Directions for this task
Reproduce the entire listing word for word.

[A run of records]
——————

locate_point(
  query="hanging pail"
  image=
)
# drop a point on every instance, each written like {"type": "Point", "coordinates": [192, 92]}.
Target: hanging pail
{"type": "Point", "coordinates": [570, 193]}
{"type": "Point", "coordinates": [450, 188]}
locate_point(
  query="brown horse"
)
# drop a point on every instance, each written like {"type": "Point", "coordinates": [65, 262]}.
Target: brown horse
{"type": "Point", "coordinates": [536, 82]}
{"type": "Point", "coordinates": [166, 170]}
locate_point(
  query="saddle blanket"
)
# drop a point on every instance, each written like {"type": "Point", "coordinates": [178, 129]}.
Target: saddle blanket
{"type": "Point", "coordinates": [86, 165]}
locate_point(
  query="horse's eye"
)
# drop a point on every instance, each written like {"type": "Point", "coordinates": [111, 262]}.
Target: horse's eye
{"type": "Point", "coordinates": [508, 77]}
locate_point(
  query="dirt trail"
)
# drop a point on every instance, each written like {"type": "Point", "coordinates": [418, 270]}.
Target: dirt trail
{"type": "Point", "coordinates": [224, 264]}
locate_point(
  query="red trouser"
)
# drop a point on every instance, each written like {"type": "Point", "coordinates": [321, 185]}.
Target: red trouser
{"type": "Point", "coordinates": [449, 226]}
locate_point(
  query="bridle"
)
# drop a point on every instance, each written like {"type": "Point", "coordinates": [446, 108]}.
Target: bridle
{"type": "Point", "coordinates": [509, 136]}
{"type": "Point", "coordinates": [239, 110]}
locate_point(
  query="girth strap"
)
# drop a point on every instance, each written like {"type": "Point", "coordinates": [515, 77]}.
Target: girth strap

——————

The response
locate_point(
  query="hanging pail"
  image=
)
# drop a point on every instance, each written like {"type": "Point", "coordinates": [192, 92]}.
Target: hanging pail
{"type": "Point", "coordinates": [570, 193]}
{"type": "Point", "coordinates": [450, 188]}
locate_point(
  query="brown horse"
)
# drop a point on every instance, each written like {"type": "Point", "coordinates": [65, 262]}.
Target: brown horse
{"type": "Point", "coordinates": [536, 82]}
{"type": "Point", "coordinates": [166, 170]}
locate_point(
  query="saddle blanket"
)
# drop a point on every instance, each written like {"type": "Point", "coordinates": [178, 129]}.
Target: saddle blanket
{"type": "Point", "coordinates": [86, 165]}
locate_point(
  query="horse's eye"
)
# drop a point on every instance, each written like {"type": "Point", "coordinates": [111, 262]}.
Target: horse's eye
{"type": "Point", "coordinates": [508, 77]}
locate_point(
  query="dirt trail"
)
# drop a point on every instance, each written like {"type": "Point", "coordinates": [418, 270]}.
Target: dirt trail
{"type": "Point", "coordinates": [224, 264]}
locate_point(
  query="red trouser"
)
# drop a point on every instance, each written like {"type": "Point", "coordinates": [321, 185]}.
Target: red trouser
{"type": "Point", "coordinates": [449, 226]}
locate_point(
  query="bridle"
)
# drop a point on every instance, each written like {"type": "Point", "coordinates": [446, 108]}.
Target: bridle
{"type": "Point", "coordinates": [509, 136]}
{"type": "Point", "coordinates": [239, 110]}
locate_point(
  query="girth strap"
)
# drop a point on every instance, each written like {"type": "Point", "coordinates": [515, 77]}.
Target: girth strap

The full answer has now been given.